> [WHAT THE TASK REQUIRES]: Please write out all the data exactly as shown.

> [THE DATA]:
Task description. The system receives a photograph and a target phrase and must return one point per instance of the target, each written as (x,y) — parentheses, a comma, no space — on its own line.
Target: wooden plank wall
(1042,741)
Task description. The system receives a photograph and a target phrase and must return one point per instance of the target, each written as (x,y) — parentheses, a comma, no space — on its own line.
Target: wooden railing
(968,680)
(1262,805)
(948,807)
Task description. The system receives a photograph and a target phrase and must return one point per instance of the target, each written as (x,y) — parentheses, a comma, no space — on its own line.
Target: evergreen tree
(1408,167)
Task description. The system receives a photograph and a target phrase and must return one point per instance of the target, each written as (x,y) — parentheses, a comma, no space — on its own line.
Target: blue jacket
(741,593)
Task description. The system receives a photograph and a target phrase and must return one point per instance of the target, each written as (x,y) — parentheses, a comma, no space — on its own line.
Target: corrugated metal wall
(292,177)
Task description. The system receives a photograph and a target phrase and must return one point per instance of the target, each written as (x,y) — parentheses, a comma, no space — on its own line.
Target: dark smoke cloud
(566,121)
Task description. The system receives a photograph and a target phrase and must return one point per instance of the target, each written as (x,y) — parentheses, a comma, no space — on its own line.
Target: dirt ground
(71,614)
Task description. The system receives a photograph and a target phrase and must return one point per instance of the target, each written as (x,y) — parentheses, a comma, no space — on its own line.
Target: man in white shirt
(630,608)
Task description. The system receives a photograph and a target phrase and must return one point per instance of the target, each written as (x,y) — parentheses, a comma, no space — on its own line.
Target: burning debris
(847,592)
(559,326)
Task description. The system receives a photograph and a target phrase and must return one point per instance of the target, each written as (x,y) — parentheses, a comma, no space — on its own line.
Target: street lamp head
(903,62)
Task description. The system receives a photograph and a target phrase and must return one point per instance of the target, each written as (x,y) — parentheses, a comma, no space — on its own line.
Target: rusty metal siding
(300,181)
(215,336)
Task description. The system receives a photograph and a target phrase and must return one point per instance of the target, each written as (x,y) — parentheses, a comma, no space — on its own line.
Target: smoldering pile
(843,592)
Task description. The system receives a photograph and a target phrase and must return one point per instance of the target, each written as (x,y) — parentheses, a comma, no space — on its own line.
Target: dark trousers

> [ANSWER FOR THE TASK]:
Task description. The system receives a photograph and a target phrase and must return one point per instance of the target, each written as (x,y) — parentheses, a comma, no space — on its own line.
Target: wooden plank wall
(1042,741)
Task description. The system receives a photograph and a target phrase and must return one point per instance of the target, each written as (x,y) — parentheses, a comma, no space — on its own line.
Target: wooden railing
(968,680)
(1262,805)
(948,807)
Task description. The system receives a photograph and a target phrase and must return one point per instance of the target, each written as (x,y) — parentheses, a comma, no space — on its own line.
Target: evergreen tree
(1408,167)
Task description. The system receives a photograph and a target phrase and must return one point per instance of the target, each written as (x,y) — parentheses, a comma, no space — on its own line.
Target: blue jacket
(741,593)
Task description. The system receives a photograph and a target phrase and must return one point per instance of the target, each written as (x,y) — parentheses, a comma, no space — on its own line.
Target: corrugated metal wall
(292,177)
Task description. The system receives a photograph and a target phrase and must return one point per instance of the target, each written as (x,y) — parentheses, a comma, no space — on its own line.
Target: dark smoke cloud
(566,121)
Task description. The system receives a photograph and a target phrase and must return one point per instance of the target, each written as (x,y) — parentheses, a comma, no space — on its own line.
Target: dirt ground
(71,614)
Task description. The system receives a photograph and a target phrase and must return one point per instance of the target, each written as (x,y) — parentheses, a comma, no space — on its own line.
Target: man in white shirt
(630,608)
Task description. The system receives a photograph and a target phrase and must return one point per instance of the target, each written as (x,y) — parentheses, a comma, no space — on its own line.
Target: burning debris
(847,592)
(559,326)
Task description. The system receives a photograph and a target phrase and must return one point per instance of the target, each written as (x,y) — parentheses, a comma, no space — on its own line.
Target: street lamp head
(903,62)
Task description. The system receives a photograph and a target phrase and must return one point per instance of the target, each written as (x,y) — parentheses, a comma, no space — on its own line.
Target: rusty metal siding
(300,181)
(215,336)
Task description. The system receives a photograph and a target phrase and must return one point per instance of the target, each written as (x,y) — parentheses, a comma, no space — on its own line.
Target: smoldering pile
(843,592)
Task description. The system receives a photograph and a target phrase and must return one point per instance of the target, each written as (x,y) — parentheses, a comma, no space — on its own line.
Target: dark trousers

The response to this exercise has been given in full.